Exercise input section start

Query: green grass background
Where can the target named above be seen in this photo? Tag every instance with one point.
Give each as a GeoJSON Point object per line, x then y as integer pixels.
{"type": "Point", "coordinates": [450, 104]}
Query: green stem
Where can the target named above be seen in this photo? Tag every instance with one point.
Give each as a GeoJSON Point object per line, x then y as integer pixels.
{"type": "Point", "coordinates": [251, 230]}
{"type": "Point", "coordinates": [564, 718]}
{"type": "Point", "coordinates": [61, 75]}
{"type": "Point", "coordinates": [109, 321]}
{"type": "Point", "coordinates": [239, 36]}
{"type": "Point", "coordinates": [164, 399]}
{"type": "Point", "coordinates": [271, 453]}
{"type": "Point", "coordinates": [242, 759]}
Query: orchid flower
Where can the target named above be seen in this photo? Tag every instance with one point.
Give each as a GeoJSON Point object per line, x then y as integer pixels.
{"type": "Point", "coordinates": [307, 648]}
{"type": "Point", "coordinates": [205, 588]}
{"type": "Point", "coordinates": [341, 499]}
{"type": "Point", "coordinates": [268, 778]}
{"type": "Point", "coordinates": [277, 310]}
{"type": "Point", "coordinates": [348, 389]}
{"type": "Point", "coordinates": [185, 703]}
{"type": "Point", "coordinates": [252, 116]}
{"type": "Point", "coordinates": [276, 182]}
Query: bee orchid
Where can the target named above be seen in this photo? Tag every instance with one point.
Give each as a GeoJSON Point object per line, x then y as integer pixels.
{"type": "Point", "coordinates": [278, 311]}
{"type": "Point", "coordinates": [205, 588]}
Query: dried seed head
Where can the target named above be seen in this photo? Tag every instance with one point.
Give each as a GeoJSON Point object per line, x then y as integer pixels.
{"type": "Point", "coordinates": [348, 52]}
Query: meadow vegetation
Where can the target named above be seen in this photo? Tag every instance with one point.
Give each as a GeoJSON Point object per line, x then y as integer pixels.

Exercise input section end

_Exercise description:_
Please copy the lines above from the line with "Query: orchid flower" up to and including the line with "Query: dried seed head", exactly as written and with nothing else.

_Exercise output:_
Query: orchid flower
Where can the target named above be seen in this photo? Tag every instance with one point.
Give each as a GeoJSON Point object per line, x then y as integer pixels.
{"type": "Point", "coordinates": [307, 648]}
{"type": "Point", "coordinates": [205, 588]}
{"type": "Point", "coordinates": [341, 499]}
{"type": "Point", "coordinates": [268, 778]}
{"type": "Point", "coordinates": [277, 310]}
{"type": "Point", "coordinates": [348, 389]}
{"type": "Point", "coordinates": [185, 703]}
{"type": "Point", "coordinates": [252, 116]}
{"type": "Point", "coordinates": [276, 182]}
Query: bee orchid
Where can the target named above be seen in this photo? Tag every instance with one point.
Give each as a GeoJSON Point object per line, x then y as integer pixels.
{"type": "Point", "coordinates": [278, 311]}
{"type": "Point", "coordinates": [205, 588]}
Query: dried seed head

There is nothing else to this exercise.